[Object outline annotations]
-- Start --

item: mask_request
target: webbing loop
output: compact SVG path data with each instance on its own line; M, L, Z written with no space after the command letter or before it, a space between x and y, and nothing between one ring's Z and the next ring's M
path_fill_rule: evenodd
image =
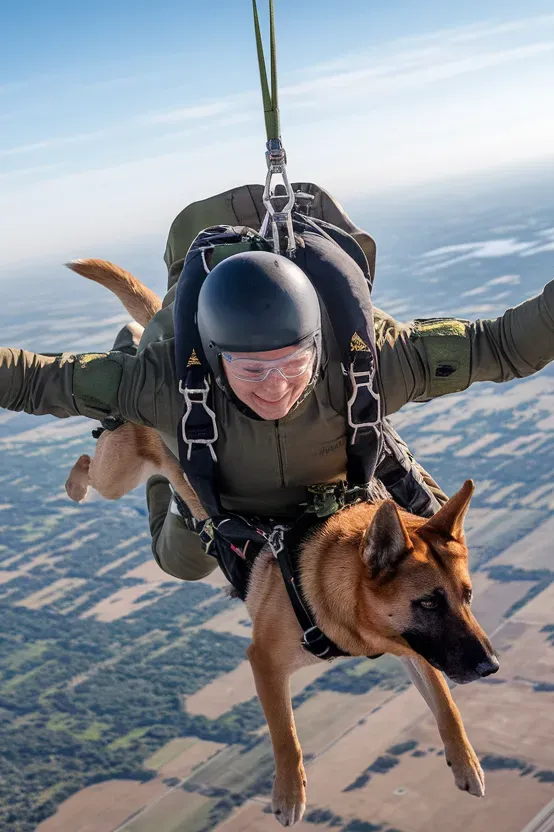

-- End --

__Required task__: Rewrite the records with "webbing loop" replaced by "strap loop" and everything else unchanged. Leave the pictures out of your answer.

__Solved exercise__:
item: mask_request
target: strap loop
output: compact SVG path data with each instance on its own line; M, L, Z written with no space after the command letter or before it, a space between x and y, and nothing between one ring's Z and the next ring's M
path_fill_rule: evenodd
image =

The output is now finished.